ASSIGNED TASK
Reproduce the passage of the text on LLM meta-analysis data extraction that begins with the words containing "What Level of" and ends with "by up to 15%.".

TEXT
What Level of Automation is "Good Enough"? A Benchmark of Large Language Models for Meta-Analysis Data Extraction
This work addresses the challenge of automating data extraction for meta-analyses in medical domains, offering practical guidelines for balancing efficiency with expert oversight, though it is incremental in improving existing methods.
The study evaluated three LLMs for automating data extraction from randomized controlled trials in meta-analyses, finding that while precision was high, recall was poor, but customised prompts improved recall by up to 15%.
Automating data extraction from full-text randomised controlled trials (RCTs) for meta-analysis remains a significant challenge. This study evaluates the practical performance of three LLMs (Gemini-2.0-flash, Grok-3, GPT-4o-mini) across tasks involving statistical results, risk-of-bias assessments, and study-level characteristics in three medical domains: hypertension, diabetes, and orthopaedics. We tested four distinct prompting strategies (basic prompting, self-reflective prompting, model ensemble, and customised prompts) to determine how to improve extraction quality. All models demonstrate high precision but consistently suffer from poor recall by omitting key information. We found that customised prompts were the most effective, boosting recall by up to 15\%. Based on this analysis, we propose a three-tiered set of guidelines for using LLMs in data extraction, matching data types to appropriate levels of automation based on task complexity and risk. Our study offers practical advice for automating data extraction in real-world meta-analyses, balancing LLM efficiency with expert oversight through targeted, task-specific automation.

INFORMATION PROVIDED
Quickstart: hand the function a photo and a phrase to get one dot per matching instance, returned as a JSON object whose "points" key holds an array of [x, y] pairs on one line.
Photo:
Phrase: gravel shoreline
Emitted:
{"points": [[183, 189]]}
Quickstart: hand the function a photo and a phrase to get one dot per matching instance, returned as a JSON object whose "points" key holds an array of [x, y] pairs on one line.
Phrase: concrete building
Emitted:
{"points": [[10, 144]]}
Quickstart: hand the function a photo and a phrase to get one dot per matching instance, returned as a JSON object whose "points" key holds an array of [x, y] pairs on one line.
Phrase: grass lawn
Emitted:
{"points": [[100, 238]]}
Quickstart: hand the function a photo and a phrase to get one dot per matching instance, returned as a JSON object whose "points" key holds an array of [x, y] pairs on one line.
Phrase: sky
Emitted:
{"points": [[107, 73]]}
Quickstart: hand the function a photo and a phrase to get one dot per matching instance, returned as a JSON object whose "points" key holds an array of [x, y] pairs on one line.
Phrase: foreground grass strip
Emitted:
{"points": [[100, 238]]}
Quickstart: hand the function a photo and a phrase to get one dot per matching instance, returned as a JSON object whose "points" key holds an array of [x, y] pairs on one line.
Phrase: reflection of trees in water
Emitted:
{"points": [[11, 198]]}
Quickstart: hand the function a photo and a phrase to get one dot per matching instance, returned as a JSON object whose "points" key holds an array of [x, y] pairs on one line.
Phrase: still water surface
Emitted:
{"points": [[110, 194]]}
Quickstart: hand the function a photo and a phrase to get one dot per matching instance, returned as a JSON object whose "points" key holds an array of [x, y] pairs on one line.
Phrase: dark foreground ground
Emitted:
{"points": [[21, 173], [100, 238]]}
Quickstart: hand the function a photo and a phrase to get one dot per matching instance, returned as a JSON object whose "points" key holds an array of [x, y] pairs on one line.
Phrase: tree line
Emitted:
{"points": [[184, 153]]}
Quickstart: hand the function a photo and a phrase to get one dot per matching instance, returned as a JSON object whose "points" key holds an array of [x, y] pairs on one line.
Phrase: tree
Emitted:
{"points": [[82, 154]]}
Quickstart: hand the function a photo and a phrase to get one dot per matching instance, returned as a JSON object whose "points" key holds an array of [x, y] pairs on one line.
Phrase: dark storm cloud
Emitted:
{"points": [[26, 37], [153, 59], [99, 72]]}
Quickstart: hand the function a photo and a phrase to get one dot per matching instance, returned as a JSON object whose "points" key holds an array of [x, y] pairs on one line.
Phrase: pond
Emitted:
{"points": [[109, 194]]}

OUTPUT OF THE EXERCISE
What Level of Automation is "Good Enough"? A Benchmark of Large Language Models for Meta-Analysis Data Extraction
This work addresses the challenge of automating data extraction for meta-analyses in medical domains, offering practical guidelines for balancing efficiency with expert oversight, though it is incremental in improving existing methods.
The study evaluated three LLMs for automating data extraction from randomized controlled trials in meta-analyses, finding that while precision was high, recall was poor, but customised prompts improved recall by up to 15%.